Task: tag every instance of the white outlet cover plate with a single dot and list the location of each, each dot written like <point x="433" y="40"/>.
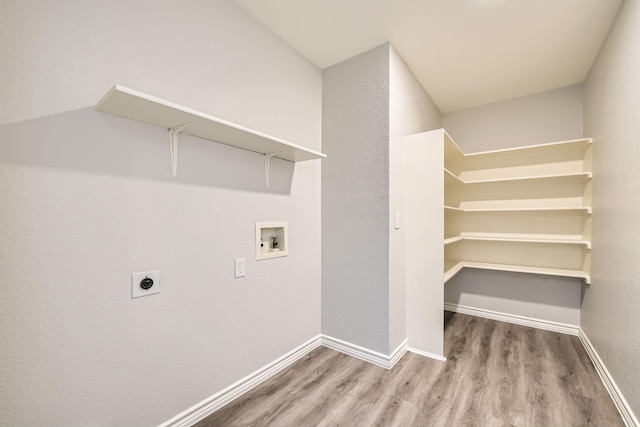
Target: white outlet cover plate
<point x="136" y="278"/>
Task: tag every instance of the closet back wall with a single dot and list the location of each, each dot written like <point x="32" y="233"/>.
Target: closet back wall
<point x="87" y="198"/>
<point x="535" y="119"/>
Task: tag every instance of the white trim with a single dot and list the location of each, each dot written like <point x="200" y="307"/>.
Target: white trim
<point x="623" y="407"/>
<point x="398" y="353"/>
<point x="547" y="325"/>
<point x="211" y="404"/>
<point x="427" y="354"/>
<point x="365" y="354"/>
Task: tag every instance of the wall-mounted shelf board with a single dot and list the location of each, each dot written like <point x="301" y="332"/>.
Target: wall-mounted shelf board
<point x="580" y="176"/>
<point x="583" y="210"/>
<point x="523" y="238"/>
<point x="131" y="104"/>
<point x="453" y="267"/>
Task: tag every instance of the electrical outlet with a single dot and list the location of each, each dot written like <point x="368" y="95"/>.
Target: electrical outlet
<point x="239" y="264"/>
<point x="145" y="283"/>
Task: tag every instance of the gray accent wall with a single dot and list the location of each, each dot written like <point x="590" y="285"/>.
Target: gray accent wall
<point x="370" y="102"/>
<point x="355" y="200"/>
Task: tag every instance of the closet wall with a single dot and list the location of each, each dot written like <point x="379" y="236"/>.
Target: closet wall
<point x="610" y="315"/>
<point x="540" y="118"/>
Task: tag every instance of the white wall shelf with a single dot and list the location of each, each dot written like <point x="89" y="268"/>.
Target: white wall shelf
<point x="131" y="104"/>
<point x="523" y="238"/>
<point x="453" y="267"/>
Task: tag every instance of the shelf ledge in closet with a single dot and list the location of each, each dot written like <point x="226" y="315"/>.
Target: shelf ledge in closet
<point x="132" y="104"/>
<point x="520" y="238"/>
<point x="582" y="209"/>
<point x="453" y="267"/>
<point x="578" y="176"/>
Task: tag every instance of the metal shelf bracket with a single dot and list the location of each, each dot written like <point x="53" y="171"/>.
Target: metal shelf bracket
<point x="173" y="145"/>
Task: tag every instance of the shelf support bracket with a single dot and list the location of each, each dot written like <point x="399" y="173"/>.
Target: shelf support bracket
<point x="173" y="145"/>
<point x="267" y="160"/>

==

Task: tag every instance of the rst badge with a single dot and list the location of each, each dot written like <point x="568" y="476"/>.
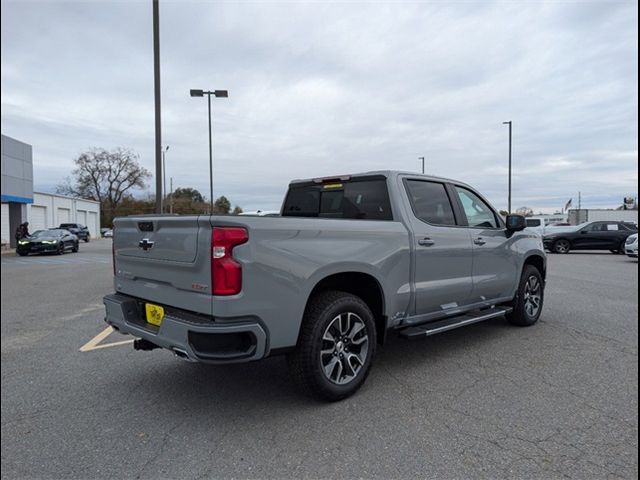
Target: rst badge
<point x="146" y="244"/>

--- ACTION ITEM ---
In your answer, include only the lines above starting at the line that holds "Target: white trim" and ending at the line that holds "Task: tag every instance of the shelf ledge", copied exactly.

--- ANSWER ---
Target: white trim
<point x="623" y="407"/>
<point x="398" y="353"/>
<point x="547" y="325"/>
<point x="211" y="404"/>
<point x="427" y="354"/>
<point x="365" y="354"/>
Task: tag every instance of the wall-mounted shelf board with a single dot and list the location of each, each dot written like <point x="301" y="332"/>.
Target: wall-mounted shelf board
<point x="580" y="176"/>
<point x="583" y="210"/>
<point x="523" y="238"/>
<point x="131" y="104"/>
<point x="453" y="267"/>
Task: tag every instance of the electrical outlet with a single dot and list the location of each, each dot written like <point x="368" y="95"/>.
Target: electrical outlet
<point x="239" y="264"/>
<point x="145" y="283"/>
Task: tag every instance of the gray accent wall with a single dot and list the location of each, each dot written like <point x="590" y="285"/>.
Target: gray accent wall
<point x="370" y="102"/>
<point x="355" y="200"/>
Task: tag every instance of the closet wall with a single dot and list the location of each, each dot written like <point x="379" y="236"/>.
Target: closet wall
<point x="610" y="315"/>
<point x="540" y="118"/>
Task: tag every instance of the white wall shelf with a single dot and list the location of each, each dot written like <point x="89" y="268"/>.
Target: white wall shelf
<point x="131" y="104"/>
<point x="523" y="238"/>
<point x="453" y="267"/>
Task: tag every instance of the shelf ledge in closet with a single dot and list the location of each, each dot written like <point x="226" y="315"/>.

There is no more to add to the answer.